[Dataset items]
---

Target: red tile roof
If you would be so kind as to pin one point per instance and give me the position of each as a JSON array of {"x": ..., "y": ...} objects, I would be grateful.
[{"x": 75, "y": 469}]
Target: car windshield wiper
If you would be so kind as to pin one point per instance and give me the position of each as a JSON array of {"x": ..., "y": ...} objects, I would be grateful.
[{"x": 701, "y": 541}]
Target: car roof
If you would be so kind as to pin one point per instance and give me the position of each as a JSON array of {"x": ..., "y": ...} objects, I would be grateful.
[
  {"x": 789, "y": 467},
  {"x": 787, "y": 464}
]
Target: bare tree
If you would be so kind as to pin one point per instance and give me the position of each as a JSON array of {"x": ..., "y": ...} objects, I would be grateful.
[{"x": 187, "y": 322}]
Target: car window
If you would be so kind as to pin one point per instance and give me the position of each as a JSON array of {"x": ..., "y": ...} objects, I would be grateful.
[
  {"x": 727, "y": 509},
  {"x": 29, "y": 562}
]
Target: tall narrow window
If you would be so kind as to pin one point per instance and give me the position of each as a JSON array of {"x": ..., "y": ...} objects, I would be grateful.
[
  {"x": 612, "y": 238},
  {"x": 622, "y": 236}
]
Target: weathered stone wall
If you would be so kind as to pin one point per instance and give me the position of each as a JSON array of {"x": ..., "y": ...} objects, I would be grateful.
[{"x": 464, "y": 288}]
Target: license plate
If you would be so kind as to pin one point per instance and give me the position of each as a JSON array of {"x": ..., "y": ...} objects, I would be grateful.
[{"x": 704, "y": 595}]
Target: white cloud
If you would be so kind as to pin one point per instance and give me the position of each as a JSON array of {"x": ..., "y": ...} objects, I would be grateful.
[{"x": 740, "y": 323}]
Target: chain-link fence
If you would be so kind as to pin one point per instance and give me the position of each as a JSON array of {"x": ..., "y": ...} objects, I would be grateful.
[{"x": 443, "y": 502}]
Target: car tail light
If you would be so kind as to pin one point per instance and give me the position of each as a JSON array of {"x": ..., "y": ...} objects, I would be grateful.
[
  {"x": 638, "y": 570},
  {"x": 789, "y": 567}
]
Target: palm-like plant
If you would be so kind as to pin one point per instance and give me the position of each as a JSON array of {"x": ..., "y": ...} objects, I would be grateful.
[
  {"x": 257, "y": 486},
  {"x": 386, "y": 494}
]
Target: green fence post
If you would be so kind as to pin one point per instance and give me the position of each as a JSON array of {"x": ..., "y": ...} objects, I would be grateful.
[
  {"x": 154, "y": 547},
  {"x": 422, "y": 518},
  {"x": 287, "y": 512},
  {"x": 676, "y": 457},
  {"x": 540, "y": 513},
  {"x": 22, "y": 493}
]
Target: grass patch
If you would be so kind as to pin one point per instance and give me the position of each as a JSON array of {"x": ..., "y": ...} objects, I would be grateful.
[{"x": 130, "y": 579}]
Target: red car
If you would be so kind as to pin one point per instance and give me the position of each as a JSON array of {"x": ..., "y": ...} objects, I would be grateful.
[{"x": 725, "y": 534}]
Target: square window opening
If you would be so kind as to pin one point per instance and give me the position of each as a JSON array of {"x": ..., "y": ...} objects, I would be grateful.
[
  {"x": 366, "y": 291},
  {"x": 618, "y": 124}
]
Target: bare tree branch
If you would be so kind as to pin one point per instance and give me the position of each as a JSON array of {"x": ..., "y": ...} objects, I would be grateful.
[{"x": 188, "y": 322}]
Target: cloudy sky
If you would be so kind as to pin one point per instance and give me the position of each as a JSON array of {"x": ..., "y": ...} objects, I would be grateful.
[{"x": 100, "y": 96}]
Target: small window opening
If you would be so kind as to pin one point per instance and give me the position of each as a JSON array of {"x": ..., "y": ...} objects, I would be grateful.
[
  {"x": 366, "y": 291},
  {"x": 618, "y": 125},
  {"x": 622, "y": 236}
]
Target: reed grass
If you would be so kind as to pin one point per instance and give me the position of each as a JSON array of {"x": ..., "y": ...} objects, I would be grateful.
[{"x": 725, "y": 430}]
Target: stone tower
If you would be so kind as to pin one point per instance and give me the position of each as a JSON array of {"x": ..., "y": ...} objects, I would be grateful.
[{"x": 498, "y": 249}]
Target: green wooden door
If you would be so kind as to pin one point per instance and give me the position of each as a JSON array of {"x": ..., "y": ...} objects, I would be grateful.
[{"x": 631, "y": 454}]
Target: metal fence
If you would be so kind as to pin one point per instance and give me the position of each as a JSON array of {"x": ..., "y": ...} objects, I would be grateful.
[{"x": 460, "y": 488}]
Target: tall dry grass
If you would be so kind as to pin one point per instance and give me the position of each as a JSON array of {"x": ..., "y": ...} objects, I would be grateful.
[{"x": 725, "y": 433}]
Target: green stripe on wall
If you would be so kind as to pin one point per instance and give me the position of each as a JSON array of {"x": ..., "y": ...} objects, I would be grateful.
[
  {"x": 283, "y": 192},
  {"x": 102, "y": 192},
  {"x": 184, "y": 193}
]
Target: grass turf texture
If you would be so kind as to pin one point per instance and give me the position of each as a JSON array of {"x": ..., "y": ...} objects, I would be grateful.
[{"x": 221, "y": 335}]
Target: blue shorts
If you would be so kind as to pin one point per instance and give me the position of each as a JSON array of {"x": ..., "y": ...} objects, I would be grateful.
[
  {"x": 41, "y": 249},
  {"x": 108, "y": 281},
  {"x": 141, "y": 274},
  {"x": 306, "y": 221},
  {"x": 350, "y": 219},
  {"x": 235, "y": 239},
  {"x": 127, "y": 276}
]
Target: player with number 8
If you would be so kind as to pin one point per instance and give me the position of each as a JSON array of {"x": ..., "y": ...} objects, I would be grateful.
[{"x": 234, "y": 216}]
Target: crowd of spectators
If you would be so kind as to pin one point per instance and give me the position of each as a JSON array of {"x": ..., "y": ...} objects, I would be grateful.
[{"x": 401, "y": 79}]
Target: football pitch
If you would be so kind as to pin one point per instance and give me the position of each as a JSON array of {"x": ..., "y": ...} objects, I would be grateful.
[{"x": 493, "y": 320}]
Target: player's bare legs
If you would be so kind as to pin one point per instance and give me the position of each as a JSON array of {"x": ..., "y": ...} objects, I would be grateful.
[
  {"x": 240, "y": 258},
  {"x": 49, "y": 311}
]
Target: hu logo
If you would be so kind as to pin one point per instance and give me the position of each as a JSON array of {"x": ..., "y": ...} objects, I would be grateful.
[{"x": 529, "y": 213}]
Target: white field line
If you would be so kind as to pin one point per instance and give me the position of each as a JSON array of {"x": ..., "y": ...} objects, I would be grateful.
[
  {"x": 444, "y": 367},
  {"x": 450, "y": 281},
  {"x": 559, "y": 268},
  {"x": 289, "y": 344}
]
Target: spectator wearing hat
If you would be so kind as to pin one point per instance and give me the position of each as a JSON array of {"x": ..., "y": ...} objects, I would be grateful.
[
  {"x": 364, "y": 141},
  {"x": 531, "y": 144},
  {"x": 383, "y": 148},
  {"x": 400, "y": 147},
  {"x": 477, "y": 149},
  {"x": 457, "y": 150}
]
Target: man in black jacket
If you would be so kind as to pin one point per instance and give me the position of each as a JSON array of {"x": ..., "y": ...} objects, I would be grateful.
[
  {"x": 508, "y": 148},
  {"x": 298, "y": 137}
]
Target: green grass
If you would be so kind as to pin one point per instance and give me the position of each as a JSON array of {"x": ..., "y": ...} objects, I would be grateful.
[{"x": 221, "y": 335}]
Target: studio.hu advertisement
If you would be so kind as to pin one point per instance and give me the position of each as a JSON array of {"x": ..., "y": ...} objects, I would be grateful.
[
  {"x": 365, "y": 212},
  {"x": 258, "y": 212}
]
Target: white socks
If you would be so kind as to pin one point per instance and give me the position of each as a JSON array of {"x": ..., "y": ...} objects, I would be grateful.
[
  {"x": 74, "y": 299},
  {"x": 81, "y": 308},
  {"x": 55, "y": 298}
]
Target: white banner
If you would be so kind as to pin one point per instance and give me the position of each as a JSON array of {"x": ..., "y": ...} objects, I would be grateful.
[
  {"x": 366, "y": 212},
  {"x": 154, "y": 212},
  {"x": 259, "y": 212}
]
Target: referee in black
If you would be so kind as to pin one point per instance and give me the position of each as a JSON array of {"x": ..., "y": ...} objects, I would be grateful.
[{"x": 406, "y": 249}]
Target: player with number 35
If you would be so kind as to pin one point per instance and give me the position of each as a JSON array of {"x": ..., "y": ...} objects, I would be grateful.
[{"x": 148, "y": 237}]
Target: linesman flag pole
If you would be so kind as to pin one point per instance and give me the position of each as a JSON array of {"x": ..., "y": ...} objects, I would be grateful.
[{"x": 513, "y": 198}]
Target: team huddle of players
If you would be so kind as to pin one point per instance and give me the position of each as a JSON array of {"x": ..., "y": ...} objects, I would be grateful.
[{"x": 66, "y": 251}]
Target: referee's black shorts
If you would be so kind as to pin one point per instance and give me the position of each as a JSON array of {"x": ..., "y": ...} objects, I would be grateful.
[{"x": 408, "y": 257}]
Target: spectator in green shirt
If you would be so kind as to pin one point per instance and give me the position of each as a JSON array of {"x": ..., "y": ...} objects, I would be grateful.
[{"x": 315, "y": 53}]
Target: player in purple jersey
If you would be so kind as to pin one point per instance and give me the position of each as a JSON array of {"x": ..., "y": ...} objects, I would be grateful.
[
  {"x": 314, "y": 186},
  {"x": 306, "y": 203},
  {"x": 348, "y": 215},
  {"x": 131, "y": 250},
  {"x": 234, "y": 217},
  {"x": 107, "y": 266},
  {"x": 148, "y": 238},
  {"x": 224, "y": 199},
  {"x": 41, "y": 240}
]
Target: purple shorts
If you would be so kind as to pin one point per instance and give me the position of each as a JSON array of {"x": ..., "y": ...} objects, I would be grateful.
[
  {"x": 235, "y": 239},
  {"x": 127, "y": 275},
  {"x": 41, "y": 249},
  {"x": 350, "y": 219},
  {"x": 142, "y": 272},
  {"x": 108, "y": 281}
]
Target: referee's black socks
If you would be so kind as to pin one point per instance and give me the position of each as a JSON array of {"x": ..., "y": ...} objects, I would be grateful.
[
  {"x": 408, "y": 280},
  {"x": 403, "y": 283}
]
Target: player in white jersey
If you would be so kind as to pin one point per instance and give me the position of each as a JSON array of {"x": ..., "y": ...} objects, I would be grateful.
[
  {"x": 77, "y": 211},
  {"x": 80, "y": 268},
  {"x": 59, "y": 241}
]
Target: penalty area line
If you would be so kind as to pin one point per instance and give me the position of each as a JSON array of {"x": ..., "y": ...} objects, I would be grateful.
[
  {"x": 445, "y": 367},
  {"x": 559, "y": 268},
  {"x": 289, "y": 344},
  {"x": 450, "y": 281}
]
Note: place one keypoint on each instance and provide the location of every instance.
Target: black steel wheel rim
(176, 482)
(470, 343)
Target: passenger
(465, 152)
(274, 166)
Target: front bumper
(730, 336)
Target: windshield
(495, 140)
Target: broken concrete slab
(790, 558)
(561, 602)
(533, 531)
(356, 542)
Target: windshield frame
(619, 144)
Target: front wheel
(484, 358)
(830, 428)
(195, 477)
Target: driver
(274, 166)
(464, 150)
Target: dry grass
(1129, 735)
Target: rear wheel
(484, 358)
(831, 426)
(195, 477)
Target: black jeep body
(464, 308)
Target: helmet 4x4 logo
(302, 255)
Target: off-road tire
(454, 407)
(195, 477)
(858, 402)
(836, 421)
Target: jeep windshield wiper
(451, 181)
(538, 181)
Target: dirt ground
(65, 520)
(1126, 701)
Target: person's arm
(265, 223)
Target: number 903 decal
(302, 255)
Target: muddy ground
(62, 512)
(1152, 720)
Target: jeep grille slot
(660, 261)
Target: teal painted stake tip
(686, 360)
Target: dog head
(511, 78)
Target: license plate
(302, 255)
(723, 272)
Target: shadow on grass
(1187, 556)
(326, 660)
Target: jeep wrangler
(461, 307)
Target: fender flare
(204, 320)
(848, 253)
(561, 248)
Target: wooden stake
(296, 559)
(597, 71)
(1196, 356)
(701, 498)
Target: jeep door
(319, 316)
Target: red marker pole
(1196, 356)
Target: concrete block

---

### TASK REQUIREMENTS
List the lines of the entries that include "bare".

### EXERCISE SOLUTION
Target: bare tree
Target: bare tree branch
Target: player's bare legs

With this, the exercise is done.